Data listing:
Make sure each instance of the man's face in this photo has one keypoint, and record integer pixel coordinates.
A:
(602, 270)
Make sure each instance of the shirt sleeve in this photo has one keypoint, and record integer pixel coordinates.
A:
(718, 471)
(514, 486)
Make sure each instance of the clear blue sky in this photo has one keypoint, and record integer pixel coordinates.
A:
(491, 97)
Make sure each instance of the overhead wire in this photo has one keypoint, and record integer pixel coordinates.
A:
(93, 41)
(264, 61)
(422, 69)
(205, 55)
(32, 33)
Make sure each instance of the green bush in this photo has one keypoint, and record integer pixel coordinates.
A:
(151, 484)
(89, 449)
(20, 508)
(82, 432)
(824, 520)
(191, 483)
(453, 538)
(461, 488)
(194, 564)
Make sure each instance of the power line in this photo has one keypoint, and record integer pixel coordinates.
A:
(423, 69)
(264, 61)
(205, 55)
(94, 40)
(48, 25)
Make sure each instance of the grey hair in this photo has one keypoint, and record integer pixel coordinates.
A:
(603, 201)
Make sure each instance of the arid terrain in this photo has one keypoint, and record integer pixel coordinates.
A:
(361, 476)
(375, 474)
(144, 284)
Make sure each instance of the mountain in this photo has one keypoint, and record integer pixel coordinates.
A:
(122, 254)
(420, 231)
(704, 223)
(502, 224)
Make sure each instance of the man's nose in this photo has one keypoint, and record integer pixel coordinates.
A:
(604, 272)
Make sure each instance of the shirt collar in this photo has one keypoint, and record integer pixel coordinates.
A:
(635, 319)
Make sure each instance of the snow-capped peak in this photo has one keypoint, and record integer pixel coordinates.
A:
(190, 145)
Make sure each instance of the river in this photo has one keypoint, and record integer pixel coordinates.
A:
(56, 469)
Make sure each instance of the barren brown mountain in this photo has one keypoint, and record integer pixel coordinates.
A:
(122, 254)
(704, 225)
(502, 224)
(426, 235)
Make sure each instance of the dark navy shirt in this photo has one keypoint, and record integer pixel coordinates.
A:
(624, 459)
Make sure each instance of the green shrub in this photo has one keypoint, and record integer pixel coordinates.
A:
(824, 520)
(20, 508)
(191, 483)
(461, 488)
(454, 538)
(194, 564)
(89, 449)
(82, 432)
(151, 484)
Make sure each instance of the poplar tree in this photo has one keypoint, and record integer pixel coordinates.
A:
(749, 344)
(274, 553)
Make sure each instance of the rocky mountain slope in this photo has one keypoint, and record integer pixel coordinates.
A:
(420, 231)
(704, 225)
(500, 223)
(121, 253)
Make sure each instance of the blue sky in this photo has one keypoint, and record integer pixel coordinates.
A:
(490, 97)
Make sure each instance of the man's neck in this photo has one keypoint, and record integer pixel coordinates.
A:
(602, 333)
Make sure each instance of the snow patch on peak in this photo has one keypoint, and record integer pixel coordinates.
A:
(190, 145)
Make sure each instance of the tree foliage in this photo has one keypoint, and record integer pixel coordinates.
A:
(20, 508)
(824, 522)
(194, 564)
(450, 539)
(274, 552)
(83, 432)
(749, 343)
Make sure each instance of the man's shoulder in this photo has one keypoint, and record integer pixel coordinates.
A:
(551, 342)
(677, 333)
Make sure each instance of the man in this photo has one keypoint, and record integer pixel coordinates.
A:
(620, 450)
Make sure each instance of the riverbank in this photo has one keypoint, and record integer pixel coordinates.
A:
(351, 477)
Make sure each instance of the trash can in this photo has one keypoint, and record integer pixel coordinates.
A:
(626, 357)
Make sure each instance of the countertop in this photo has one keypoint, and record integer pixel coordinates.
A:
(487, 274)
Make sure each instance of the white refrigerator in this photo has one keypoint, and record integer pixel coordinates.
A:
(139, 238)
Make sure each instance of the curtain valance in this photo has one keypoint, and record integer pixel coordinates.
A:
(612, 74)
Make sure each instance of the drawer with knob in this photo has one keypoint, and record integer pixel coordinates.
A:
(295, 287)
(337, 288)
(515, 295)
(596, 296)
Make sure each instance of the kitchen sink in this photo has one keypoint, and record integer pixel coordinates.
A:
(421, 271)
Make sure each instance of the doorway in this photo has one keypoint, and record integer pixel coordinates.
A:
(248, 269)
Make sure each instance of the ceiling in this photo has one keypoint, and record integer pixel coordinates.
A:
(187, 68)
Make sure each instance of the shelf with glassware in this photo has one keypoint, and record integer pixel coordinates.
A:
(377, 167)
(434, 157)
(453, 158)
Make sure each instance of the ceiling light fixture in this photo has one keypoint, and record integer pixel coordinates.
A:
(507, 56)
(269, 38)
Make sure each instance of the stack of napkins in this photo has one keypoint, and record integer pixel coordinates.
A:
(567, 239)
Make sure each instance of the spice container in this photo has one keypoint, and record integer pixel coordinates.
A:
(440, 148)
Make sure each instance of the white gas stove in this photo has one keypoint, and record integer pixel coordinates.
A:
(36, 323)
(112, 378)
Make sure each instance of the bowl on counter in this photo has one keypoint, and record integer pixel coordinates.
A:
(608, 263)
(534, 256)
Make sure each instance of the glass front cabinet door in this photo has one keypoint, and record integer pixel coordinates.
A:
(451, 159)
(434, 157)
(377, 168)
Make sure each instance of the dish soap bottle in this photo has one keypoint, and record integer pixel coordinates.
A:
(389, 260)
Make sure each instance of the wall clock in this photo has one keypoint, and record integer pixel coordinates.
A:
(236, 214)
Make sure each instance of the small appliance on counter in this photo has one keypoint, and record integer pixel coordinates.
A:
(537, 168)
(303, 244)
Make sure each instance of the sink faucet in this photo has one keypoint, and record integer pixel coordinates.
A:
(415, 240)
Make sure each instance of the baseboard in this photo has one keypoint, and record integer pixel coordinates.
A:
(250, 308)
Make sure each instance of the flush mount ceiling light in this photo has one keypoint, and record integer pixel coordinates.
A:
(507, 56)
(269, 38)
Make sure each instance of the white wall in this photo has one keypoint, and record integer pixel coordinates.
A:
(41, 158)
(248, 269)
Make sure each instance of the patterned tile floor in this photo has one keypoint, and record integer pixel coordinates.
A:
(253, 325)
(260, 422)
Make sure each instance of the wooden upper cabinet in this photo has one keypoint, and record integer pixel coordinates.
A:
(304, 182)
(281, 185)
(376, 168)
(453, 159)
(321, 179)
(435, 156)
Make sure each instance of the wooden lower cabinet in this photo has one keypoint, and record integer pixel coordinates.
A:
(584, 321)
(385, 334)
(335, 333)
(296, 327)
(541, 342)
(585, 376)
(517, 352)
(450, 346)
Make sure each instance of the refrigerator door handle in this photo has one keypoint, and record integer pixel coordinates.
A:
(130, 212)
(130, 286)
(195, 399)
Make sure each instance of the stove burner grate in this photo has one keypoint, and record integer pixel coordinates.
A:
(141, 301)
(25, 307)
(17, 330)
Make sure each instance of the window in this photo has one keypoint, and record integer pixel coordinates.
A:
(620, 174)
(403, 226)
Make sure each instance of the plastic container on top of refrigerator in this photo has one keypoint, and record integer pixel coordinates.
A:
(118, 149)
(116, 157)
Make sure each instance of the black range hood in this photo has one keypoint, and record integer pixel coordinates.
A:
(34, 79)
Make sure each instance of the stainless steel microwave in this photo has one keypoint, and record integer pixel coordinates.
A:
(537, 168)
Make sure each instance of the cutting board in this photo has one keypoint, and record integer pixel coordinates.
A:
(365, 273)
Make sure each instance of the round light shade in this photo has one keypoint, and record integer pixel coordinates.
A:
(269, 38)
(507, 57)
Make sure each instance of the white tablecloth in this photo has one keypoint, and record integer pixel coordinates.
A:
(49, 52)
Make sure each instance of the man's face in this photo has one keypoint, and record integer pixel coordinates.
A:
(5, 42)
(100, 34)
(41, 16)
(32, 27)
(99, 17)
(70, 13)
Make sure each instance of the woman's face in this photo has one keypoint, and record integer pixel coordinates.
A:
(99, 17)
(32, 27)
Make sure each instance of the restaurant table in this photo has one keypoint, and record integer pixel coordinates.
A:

_Direction_
Repeat verbatim the stretch of lines from the one containing "Make sure each instance of the stove" through the final line.

_Exercise response_
Make sure each instance of the stove burner grate in this photo has one keypoint, and record integer pixel coordinates.
A:
(141, 301)
(25, 307)
(17, 330)
Make sure each instance of the window in this photo has one keypoint, and record integer pixel coordinates.
A:
(620, 174)
(403, 226)
Make sure each instance of the plastic container on top of refrigerator in this photo has one keypoint, and record integer pixel coordinates.
A:
(118, 149)
(116, 157)
Make sure each instance of the black range hood in this photo has one keypoint, and record integer pixel coordinates.
A:
(34, 79)
Make sure each instance of the stainless steel microwave in this photo has one keypoint, and record integer pixel coordinates.
A:
(537, 168)
Make sure each instance of the cutting board in this photo has one keypoint, and record integer pixel coordinates.
A:
(365, 273)
Make sure each instance of the round light shade in this photo has one keypoint, and record integer pixel coordinates.
A:
(269, 38)
(507, 57)
Make sure each instance of the white tablecloth in this photo has one keypoint, and record integer pixel coordinates.
A:
(49, 52)
Make sure each instance of the man's face in this photo has one keypoint, and record integer pixel coordinates.
A:
(5, 42)
(100, 34)
(41, 16)
(32, 27)
(99, 17)
(70, 13)
Make sure each instance of the woman's face in this photo has one keypoint, and record integer pixel coordinates.
A:
(99, 17)
(32, 27)
Make sure each instance of the restaurant table in this photo has one keypoint, and record integer pixel coordinates.
A:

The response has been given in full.